# 指示文 A
タイの「建設王」の裁判に関する記事によると、プレムチャイ被告は保釈のためにいくら納付したか。

【3月19日 AFP】タイの裁判所は19日、同国の「建設王」として知られ、クロヒョウを殺し密猟関連の罪に問われたプレムチャイ・カンナスート(Premchai Karnasuta)被告に禁錮1年4月の有罪判決を言い渡したものの、上訴を理由に保釈を認めた。タイでは有力者の罪が看過される傾向に不満が広がっており、同被告の事件も国民の怒りを招いている。

 プレムチャイ被告は、首都バンコクのモノレールや空港建設など大規模なインフラ事業に携わってきた建設会社の社長。

 昨年2月に同被告ら4人が国立公園内で、銃に加え、キジ科のミヤマハッカンやホエジカなどの死骸、クロヒョウの皮を所持しているのが見つかり、身柄を拘束された。

 逮捕後には、皮をはがれたクロヒョウの衝撃的な写真が拡散し、これに抗議するデモが行われた。

 プレムチャイ被告の弁護士は上訴の意向を示しており、裁判所の関係者によると、同被告は40万バーツ(約140万円)を納付して直ちに保釈されたという。

# 指示文 B
以下の記録から、「legshield」という語を含む行をすべて報告しなさい。大文字と小文字は区別する。

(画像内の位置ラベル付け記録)
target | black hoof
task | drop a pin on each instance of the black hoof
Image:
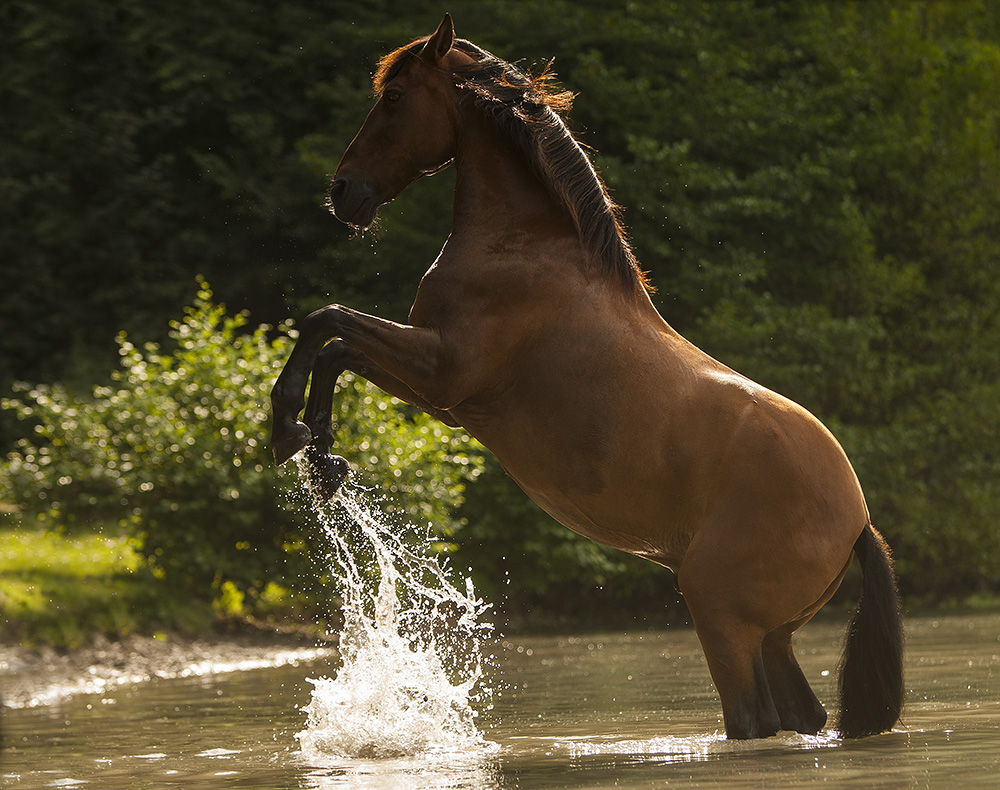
(326, 472)
(287, 438)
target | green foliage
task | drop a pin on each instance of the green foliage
(173, 453)
(812, 186)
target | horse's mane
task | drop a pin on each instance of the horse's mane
(526, 111)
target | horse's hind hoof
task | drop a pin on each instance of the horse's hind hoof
(326, 473)
(287, 438)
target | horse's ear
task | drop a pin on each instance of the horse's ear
(437, 46)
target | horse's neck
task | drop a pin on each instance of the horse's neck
(497, 192)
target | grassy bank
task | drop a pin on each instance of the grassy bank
(62, 590)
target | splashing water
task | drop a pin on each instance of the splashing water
(411, 644)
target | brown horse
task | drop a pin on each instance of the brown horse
(534, 331)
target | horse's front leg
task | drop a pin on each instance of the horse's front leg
(328, 471)
(405, 356)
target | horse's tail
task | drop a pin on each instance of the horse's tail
(871, 670)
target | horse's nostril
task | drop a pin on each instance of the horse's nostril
(337, 188)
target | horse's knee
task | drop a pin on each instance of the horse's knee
(798, 707)
(736, 663)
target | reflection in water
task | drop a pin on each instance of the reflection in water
(614, 710)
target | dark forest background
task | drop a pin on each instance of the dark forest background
(813, 186)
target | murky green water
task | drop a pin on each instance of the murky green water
(613, 710)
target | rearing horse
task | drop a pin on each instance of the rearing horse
(535, 332)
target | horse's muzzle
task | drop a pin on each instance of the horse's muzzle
(353, 202)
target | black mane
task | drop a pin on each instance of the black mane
(526, 112)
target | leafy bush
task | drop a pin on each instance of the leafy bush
(173, 452)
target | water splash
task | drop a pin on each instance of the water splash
(411, 644)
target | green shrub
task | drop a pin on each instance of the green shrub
(173, 452)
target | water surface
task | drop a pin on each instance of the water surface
(628, 710)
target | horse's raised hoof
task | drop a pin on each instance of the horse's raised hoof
(287, 438)
(326, 472)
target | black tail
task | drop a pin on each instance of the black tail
(871, 670)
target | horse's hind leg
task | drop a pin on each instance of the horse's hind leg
(733, 650)
(797, 705)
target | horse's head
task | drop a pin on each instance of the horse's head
(409, 133)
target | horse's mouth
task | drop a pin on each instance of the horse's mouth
(353, 204)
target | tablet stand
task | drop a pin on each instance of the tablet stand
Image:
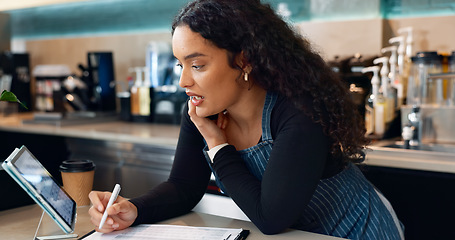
(48, 229)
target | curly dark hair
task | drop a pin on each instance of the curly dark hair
(282, 61)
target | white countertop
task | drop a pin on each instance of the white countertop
(167, 135)
(110, 130)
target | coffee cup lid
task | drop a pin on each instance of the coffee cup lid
(77, 166)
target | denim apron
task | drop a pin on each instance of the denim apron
(346, 205)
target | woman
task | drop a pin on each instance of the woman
(285, 138)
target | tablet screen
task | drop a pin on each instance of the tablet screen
(35, 174)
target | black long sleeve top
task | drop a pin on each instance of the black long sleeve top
(299, 159)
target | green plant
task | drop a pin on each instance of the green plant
(10, 97)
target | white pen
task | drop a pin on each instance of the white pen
(114, 196)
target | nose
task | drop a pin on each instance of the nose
(186, 79)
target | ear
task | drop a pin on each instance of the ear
(242, 62)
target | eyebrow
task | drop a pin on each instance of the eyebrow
(193, 55)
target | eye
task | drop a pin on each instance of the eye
(197, 67)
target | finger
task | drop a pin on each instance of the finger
(96, 199)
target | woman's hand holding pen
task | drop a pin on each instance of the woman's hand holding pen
(211, 130)
(121, 214)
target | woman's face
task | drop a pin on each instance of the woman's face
(210, 81)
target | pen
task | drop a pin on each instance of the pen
(114, 195)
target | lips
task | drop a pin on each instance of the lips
(196, 100)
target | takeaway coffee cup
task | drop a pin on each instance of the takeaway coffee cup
(77, 176)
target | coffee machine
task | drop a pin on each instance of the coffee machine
(100, 80)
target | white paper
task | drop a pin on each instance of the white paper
(169, 232)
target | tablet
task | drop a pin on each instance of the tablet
(28, 172)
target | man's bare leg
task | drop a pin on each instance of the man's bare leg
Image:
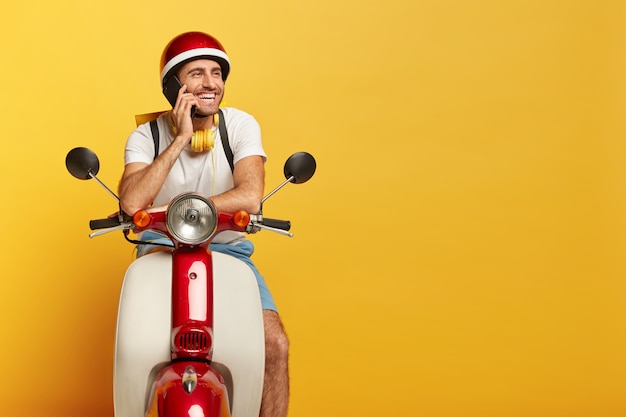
(276, 382)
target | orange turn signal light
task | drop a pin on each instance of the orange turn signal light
(241, 218)
(142, 218)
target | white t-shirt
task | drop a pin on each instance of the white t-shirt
(207, 173)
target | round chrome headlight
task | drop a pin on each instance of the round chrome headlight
(191, 219)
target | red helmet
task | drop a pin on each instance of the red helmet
(189, 46)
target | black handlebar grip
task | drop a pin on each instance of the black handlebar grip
(103, 223)
(277, 224)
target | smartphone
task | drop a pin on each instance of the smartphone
(170, 90)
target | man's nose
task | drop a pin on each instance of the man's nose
(208, 81)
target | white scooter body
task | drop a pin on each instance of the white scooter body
(143, 339)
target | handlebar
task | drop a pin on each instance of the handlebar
(103, 223)
(277, 224)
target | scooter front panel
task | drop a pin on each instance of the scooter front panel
(143, 333)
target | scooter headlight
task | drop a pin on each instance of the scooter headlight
(191, 219)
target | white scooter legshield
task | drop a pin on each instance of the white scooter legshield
(143, 343)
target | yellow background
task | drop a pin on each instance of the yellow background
(460, 251)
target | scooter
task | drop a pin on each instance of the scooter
(189, 338)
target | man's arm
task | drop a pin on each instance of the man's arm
(249, 181)
(141, 182)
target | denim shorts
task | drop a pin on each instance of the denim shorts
(242, 251)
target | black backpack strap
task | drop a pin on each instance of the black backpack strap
(223, 134)
(225, 143)
(155, 136)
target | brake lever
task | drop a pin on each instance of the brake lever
(123, 226)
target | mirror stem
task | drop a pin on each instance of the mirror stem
(104, 186)
(288, 180)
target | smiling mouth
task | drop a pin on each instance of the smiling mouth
(207, 97)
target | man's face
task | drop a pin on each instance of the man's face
(203, 78)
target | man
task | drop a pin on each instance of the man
(190, 159)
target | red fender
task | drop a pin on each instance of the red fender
(191, 389)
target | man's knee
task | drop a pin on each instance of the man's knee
(276, 340)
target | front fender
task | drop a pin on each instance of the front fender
(191, 389)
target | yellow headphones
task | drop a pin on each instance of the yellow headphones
(202, 140)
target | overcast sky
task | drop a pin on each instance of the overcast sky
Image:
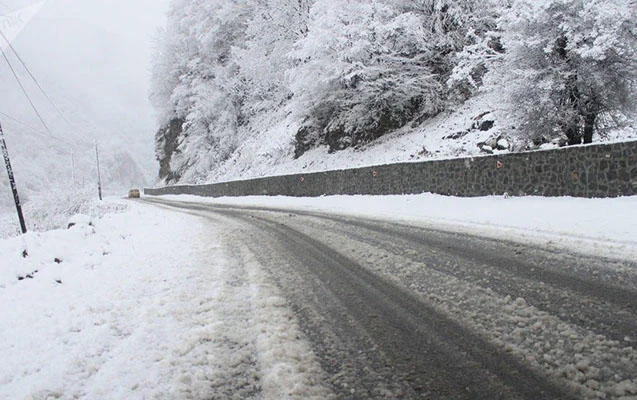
(115, 78)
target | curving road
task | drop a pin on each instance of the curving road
(399, 311)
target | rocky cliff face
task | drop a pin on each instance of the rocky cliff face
(167, 140)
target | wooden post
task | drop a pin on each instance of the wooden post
(14, 188)
(99, 175)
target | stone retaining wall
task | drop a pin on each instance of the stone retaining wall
(606, 170)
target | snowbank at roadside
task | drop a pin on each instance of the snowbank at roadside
(601, 227)
(143, 304)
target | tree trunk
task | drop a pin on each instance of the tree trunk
(589, 127)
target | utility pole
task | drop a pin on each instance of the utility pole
(73, 170)
(99, 176)
(14, 188)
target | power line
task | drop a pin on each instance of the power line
(15, 75)
(38, 131)
(24, 65)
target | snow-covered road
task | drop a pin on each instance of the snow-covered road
(204, 299)
(145, 304)
(395, 310)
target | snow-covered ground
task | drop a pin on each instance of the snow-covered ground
(143, 304)
(601, 227)
(147, 303)
(452, 134)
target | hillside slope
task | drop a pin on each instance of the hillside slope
(253, 90)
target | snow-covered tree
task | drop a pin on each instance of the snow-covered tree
(273, 28)
(195, 86)
(362, 72)
(570, 63)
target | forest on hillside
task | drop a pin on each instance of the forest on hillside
(297, 75)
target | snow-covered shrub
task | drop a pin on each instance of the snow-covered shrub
(363, 71)
(570, 64)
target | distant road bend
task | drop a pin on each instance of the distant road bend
(400, 311)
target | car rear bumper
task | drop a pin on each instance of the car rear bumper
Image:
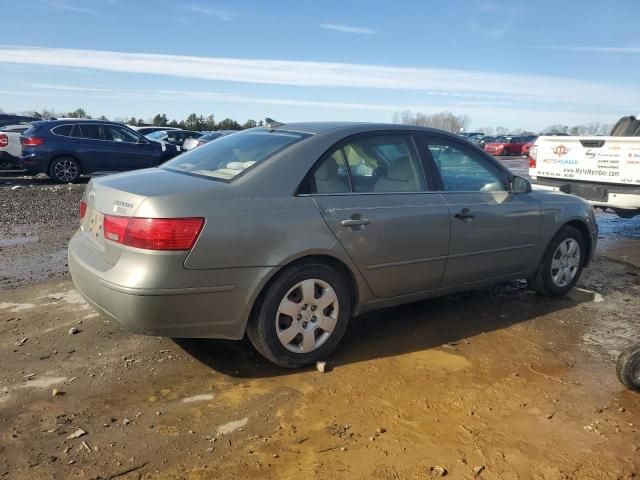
(7, 158)
(218, 310)
(34, 162)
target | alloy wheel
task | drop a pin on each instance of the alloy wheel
(307, 315)
(565, 262)
(66, 170)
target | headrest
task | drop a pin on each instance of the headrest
(328, 170)
(400, 170)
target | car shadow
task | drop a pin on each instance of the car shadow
(396, 331)
(9, 178)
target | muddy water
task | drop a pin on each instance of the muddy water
(500, 381)
(492, 384)
(619, 237)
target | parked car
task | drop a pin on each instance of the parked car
(147, 129)
(191, 143)
(471, 135)
(602, 170)
(66, 149)
(10, 119)
(526, 148)
(174, 137)
(482, 141)
(506, 145)
(10, 147)
(274, 232)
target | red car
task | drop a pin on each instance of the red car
(526, 147)
(506, 145)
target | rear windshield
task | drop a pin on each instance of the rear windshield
(157, 135)
(231, 155)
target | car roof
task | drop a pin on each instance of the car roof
(66, 121)
(316, 128)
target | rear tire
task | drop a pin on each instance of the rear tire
(561, 265)
(628, 367)
(302, 316)
(64, 170)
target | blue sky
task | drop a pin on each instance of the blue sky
(503, 63)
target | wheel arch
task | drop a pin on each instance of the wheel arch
(582, 227)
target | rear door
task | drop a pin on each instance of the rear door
(129, 151)
(96, 155)
(372, 193)
(493, 232)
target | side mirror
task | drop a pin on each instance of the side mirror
(520, 185)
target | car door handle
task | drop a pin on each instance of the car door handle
(465, 215)
(355, 222)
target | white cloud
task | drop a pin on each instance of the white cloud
(67, 7)
(347, 29)
(523, 89)
(70, 88)
(600, 49)
(214, 12)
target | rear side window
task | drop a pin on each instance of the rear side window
(383, 164)
(91, 131)
(330, 175)
(63, 130)
(463, 170)
(370, 164)
(229, 156)
(31, 131)
(119, 134)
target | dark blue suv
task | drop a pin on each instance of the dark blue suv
(66, 149)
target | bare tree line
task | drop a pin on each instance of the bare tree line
(460, 123)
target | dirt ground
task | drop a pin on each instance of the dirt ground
(491, 384)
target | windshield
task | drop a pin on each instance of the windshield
(231, 155)
(211, 136)
(159, 135)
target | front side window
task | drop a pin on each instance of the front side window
(91, 131)
(463, 170)
(157, 135)
(119, 134)
(229, 156)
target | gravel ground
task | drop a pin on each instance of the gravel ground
(36, 223)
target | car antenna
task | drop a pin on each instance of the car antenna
(271, 123)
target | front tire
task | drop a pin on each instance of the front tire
(561, 264)
(628, 367)
(302, 316)
(65, 170)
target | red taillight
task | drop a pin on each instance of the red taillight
(153, 233)
(32, 141)
(533, 156)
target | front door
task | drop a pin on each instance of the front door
(128, 150)
(371, 191)
(493, 232)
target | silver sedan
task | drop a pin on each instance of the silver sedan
(286, 232)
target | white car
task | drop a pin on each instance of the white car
(10, 146)
(605, 171)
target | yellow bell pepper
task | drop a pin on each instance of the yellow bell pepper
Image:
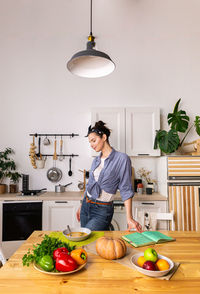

# 正答 A
40万バーツ(約140万円)

# 正答 B
target | white scooter legshield
task | drop a pin on each instance of the white scooter legshield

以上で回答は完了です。